| To do |
Begin at the line that has "Where can the man's" and stop after the last line of the material. Rewrite those lines, swapping "white cap" for "black cap" and changing nothing else.

Collected data:
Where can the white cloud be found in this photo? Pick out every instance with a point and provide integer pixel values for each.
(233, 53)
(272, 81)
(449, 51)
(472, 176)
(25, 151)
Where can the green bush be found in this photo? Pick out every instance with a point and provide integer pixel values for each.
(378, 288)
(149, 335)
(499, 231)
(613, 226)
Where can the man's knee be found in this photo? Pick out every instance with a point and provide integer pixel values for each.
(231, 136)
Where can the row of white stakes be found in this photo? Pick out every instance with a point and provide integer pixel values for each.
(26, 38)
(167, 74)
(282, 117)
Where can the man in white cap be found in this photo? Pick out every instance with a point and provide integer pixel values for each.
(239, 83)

| Task solution |
Where can the man's knee be found in this photo? Pick out every instance with a point and provide integer pixel values for each.
(231, 136)
Where can the row of white stakes be found in this photo? Pick out every instance with a point and provide integer pixel values for each.
(26, 38)
(167, 74)
(282, 117)
Where can the man in black cap be found in this photo? Pick out every instance with a point and provide integer pixel values for each.
(239, 83)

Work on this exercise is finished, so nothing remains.